## Available data
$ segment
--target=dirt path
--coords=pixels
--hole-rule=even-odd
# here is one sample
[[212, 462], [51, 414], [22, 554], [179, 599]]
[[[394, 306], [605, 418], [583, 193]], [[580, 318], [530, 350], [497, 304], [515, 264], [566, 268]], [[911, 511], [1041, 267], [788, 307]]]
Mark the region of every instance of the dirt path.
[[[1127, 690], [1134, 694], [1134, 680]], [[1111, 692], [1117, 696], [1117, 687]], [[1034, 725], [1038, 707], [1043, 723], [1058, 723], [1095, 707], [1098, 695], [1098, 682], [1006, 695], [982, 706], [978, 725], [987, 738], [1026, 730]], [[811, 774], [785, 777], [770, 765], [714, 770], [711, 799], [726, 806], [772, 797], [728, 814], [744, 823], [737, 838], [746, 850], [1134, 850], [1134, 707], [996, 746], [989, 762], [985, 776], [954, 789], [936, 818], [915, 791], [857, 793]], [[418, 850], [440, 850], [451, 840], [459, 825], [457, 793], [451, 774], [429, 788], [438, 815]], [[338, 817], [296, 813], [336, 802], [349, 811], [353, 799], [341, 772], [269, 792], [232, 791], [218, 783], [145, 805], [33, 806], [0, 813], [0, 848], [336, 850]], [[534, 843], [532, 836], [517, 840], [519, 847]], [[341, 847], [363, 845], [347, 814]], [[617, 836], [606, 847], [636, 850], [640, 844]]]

## Written problem
Copy out every line of the records above word for word, with nothing changed.

## Solution below
$ segment
--target=dirt path
--coords=pixels
--hole-rule=even-odd
# here is one sample
[[212, 462], [51, 414], [22, 554], [179, 599]]
[[[394, 306], [605, 418], [583, 193]], [[580, 318], [530, 350], [497, 304], [515, 264], [566, 268]], [[911, 511], [1041, 267], [788, 307]]]
Mark the region of every instance of the dirt path.
[[[1127, 690], [1134, 694], [1134, 680]], [[1111, 692], [1117, 696], [1117, 687]], [[1034, 725], [1038, 707], [1043, 723], [1058, 723], [1095, 707], [1098, 695], [1098, 682], [1006, 695], [982, 706], [978, 725], [987, 738], [1026, 730]], [[811, 774], [785, 777], [770, 765], [714, 770], [711, 799], [726, 806], [772, 797], [728, 814], [744, 823], [737, 838], [746, 850], [1134, 850], [1134, 707], [996, 746], [989, 762], [985, 776], [954, 789], [936, 818], [915, 791], [857, 793]], [[418, 850], [440, 850], [451, 840], [459, 825], [457, 793], [451, 774], [429, 788], [438, 815]], [[338, 817], [296, 813], [336, 802], [349, 811], [353, 799], [341, 772], [269, 792], [232, 791], [218, 783], [145, 805], [33, 806], [0, 813], [0, 848], [336, 850]], [[534, 843], [532, 836], [517, 840], [519, 847]], [[341, 847], [363, 845], [347, 814]], [[617, 836], [606, 847], [636, 850], [640, 844]]]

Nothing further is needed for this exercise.